▶ _Request_
Pull out each line from the entries below that contains the string "beard". Matching is case-sensitive.

------------------------------------------------------------------------

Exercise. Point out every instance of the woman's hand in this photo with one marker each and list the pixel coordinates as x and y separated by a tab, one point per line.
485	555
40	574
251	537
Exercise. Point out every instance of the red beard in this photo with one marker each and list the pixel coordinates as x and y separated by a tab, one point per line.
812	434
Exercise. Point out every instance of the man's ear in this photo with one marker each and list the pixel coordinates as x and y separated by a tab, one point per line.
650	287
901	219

------------------------------------------------------------------------

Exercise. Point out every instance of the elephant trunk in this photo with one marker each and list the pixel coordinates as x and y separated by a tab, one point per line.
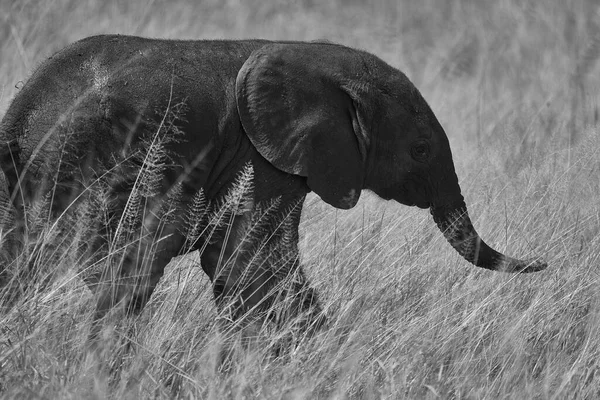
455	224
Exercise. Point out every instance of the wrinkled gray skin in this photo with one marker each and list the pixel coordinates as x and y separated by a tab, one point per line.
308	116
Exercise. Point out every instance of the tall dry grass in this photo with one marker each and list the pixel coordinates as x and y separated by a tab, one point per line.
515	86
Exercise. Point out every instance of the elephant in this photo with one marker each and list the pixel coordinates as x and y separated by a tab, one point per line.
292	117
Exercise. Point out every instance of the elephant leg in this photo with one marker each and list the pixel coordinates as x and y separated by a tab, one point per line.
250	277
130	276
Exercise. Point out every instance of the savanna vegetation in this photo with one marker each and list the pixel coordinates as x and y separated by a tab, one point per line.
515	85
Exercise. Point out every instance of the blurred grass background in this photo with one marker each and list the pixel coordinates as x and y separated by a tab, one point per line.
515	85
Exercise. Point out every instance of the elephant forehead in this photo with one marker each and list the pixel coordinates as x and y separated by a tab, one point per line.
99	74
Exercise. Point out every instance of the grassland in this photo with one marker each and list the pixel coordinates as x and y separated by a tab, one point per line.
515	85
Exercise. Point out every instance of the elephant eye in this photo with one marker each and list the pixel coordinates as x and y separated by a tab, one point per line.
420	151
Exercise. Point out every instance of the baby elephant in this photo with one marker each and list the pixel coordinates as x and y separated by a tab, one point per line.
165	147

------------------------------------------------------------------------

▶ _Full response_
Exercise. Point out every instance of the red beard in this photo with one marker each and list the pixel coordinates as x and y separated by a tab, one point per line.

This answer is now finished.